# Source
○ ○ ○ ○ ○

Item 3.  Incorporation of Documents by Reference.

    There are incorporated herein by reference the following 
documents:

    1.   The Company's Annual Report on Form 10-K for the year 
         ended December 31, 1993, as filed with the Commission 
         pursuant to the Exchange Act.

    2.   The Company's Quarterly Report on Form 10-Q for the 
         quarter ended March 31, 1994, as filed with the 
         Commission pursuant to the Exchange Act.

    3.   The Company's Registration Statement on Form 8-A, as 
         amended, which incorporated by reference the 
         description of the Company's Common Stock contained in 
         the Company's Registration Statement on Form S-1, 
         filed with the Commission pursuant to the Securities 
         Act.

    4.   All other documents filed by the Company or the Plan 
         pursuant to Section 13(a), 13(c), 14 or 15(d) of the 
         Exchange Act subsequent to the date of this Prospectus 
         and prior to the filing of a post-effective amendment 
         which indicates that all securities offered hereby 
         have been sold or which deregisters all securities 
         then remaining unsold shall be deemed to be 
         incorporated by reference into this Prospectus and 
         such document shall be deemed to be a part hereof from 
         the date of filing of such document.

    Any statement contained in this Prospectus or in a document 
incorporated or deemed to be incorporated by reference herein 
shall be deemed to be modified or superseded for purposes of 
this Prospectus to the extent that a statement contained herein 
or in any other subsequently filed document which also is or is 
deemed to be incorporated by reference herein modifies or 
supersedes such statement.  Any statement so modified or 
superseded shall not be deemed, except as so modified or 
superseded, to constitute a part of this Prospectus.

○ ○ ○ ○ ○

# Supplied records

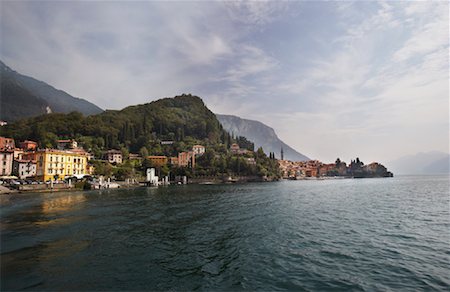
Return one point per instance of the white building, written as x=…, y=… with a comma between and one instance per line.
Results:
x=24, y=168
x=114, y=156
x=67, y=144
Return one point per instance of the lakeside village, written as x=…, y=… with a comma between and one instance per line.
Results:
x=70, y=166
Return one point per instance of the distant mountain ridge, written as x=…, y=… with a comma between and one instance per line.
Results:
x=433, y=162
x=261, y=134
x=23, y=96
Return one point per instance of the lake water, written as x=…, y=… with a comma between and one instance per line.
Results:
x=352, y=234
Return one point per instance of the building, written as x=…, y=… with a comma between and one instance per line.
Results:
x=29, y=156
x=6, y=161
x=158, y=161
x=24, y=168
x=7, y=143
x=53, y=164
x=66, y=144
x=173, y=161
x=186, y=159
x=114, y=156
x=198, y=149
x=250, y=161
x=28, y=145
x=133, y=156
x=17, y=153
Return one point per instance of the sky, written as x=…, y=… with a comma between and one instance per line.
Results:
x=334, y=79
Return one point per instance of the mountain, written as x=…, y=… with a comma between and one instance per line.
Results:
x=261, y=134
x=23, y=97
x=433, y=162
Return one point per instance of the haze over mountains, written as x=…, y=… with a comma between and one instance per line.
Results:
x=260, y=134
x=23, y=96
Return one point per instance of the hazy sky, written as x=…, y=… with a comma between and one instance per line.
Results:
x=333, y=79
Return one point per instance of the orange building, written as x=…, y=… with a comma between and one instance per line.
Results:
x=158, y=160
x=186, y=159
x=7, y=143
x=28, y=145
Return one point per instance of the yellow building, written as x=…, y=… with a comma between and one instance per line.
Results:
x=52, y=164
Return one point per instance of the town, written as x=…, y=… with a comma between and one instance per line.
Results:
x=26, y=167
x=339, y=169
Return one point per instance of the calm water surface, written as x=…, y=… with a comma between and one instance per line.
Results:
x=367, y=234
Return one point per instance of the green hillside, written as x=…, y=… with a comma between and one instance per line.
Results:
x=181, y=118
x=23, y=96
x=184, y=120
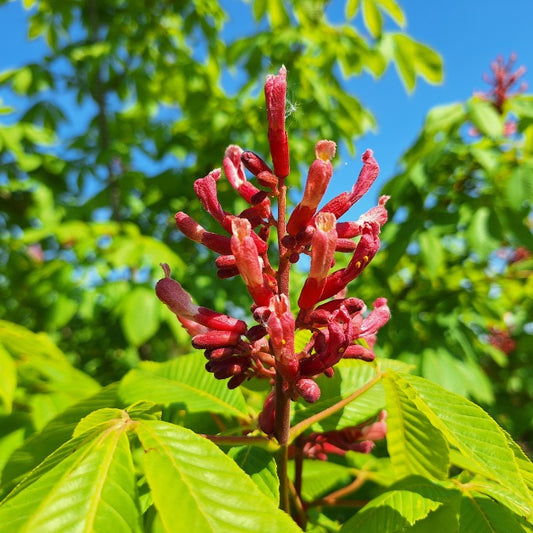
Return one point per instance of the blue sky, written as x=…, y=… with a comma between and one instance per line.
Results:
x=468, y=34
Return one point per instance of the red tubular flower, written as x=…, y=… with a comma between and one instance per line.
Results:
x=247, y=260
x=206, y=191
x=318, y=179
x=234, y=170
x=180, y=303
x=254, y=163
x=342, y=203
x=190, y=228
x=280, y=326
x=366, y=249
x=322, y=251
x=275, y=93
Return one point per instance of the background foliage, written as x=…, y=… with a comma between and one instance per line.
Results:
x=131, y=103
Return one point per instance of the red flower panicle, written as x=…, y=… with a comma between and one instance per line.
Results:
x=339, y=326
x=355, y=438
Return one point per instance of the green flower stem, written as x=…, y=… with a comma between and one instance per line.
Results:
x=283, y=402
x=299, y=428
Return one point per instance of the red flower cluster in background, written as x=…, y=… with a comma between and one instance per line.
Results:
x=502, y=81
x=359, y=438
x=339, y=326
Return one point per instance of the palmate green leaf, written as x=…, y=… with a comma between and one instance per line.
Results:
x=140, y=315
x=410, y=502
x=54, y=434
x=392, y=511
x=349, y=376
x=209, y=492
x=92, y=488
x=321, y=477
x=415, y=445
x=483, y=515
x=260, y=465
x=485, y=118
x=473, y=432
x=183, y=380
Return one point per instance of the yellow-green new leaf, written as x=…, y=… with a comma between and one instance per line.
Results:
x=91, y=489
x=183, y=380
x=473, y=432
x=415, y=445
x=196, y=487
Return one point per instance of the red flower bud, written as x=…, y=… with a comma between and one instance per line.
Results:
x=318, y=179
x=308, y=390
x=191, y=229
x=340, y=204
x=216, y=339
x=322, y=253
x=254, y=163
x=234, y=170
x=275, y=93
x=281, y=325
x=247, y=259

○ ○ ○ ○ ○

# Problem A
Condense the paragraph of the section on incorporation by reference that begins "Any statement contained in this Prospectus" into two sentences, keeping its main facts.
# Problem B
Carry the section on incorporation by reference forward with the passage that would come after its last sentence.
The data are separate from the section on incorporation by reference.

# Exercise result A
A statement in this Prospectus, or in a document incorporated or deemed incorporated by reference, is treated as modified or superseded to the extent that a statement in the Prospectus or in a later-filed incorporated document modifies or supersedes it. A statement so modified or superseded is part of this Prospectus only in its modified or superseded form.

# Exercise result B
    Any person receiving a copy of this Prospectus may obtain, 
without charge, upon request, a copy of any of the documents 
incorporated by reference herein, except for the exhibits to 
such documents.  Written requests should be mailed to 
Audrey Goodman, Wellman, Inc., 1040 Broad Street, Suite 302, 
Shrewsbury, New Jersey 07702.  Telephone requests may be 
directed to Ms. Goodman at (908) 935-7312.

Item 8.  Exhibits.

    4     -   Wellman, Inc. Retirement Plan and Trust (Exhibit 
              4(a) of the Company's Registration Statement No. 
              33-44877 is hereby incorporated by reference)

    5     -   Opinion of Edwards & Angell re: legality

    23(a) -   Consent of Ernst & Young

    23(b) -   Consent of KPMG Stokes Kennedy Crowley

    23(c) -   Consent of Edwards & Angell (included in 
              Exhibit 5)

                   SIGNATURES AND AMENDMENTS

    Each person whose signature appears below hereby authorizes 
the President or the Vice President-Chief Financial Officer of 
the Registrant, or any one of them, to execute in the name of 
each person, and to file, an amendment or amendments to this 
Registration Statement, which amendment may make such other 
changes in this Registration Statement as said officer or 
officers so acting deem(s) advisable.

                           SIGNATURES

    Registrant:  Pursuant to the requirements of the Securities 
Act of 1933, the Registrant certifies that it has reasonable 
grounds to believe that it meets all of the requirements for 
filing of Form S-8 and has duly caused this Registration 
Statement to be signed on its behalf by the undersigned, 
thereunto duly authorized in the City of Shrewsbury, State of 
New Jersey, on June 10, 1994.

                                  WELLMAN, INC.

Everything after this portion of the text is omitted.